Directions for this task: Gather each line below that contains the string "every" and copy those lines in full. Case counts when matching.

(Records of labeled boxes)
****

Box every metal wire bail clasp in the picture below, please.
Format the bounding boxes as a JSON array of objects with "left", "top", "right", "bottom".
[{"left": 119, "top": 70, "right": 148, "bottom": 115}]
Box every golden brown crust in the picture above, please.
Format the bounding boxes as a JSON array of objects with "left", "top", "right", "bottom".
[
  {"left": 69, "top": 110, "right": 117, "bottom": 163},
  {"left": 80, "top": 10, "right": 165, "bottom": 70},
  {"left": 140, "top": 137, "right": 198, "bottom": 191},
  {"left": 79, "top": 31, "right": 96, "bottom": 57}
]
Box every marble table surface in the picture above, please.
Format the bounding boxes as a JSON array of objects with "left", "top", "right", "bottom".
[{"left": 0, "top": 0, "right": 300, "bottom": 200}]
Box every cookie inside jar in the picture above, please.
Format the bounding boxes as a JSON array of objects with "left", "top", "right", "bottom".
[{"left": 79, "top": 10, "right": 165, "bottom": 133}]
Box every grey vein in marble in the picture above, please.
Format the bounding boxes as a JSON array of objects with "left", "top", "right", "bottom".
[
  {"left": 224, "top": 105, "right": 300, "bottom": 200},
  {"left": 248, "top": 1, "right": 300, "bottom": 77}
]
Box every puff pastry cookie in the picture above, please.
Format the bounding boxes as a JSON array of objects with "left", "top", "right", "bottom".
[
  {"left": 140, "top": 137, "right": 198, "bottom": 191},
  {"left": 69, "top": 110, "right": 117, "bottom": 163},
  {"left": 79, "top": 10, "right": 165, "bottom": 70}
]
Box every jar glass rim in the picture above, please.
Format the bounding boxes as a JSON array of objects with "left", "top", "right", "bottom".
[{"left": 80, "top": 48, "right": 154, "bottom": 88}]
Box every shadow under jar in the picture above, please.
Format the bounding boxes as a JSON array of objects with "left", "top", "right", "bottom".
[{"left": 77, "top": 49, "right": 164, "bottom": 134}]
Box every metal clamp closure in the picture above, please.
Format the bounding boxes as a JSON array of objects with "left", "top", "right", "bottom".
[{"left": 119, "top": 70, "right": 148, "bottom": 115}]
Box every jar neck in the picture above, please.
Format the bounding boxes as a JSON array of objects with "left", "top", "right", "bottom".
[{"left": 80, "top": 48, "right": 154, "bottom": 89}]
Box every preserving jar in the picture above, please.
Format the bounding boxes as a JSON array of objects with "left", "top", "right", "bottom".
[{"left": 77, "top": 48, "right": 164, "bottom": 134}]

****

Answer:
Box every metal wire bail clasp in the picture below, please.
Box every golden brown crust in the picture above, please.
Box every marble table surface in the picture above, please.
Box every cookie inside jar in the picture above, please.
Box every grey vein in marble in the picture above, please.
Box every puff pastry cookie in the picture above, please.
Box every jar glass rim in the picture above, please.
Box every shadow under jar in the picture above, please.
Box every metal clamp closure in the picture above, please.
Box every jar neck in the picture above, please.
Box every preserving jar in the picture above, please.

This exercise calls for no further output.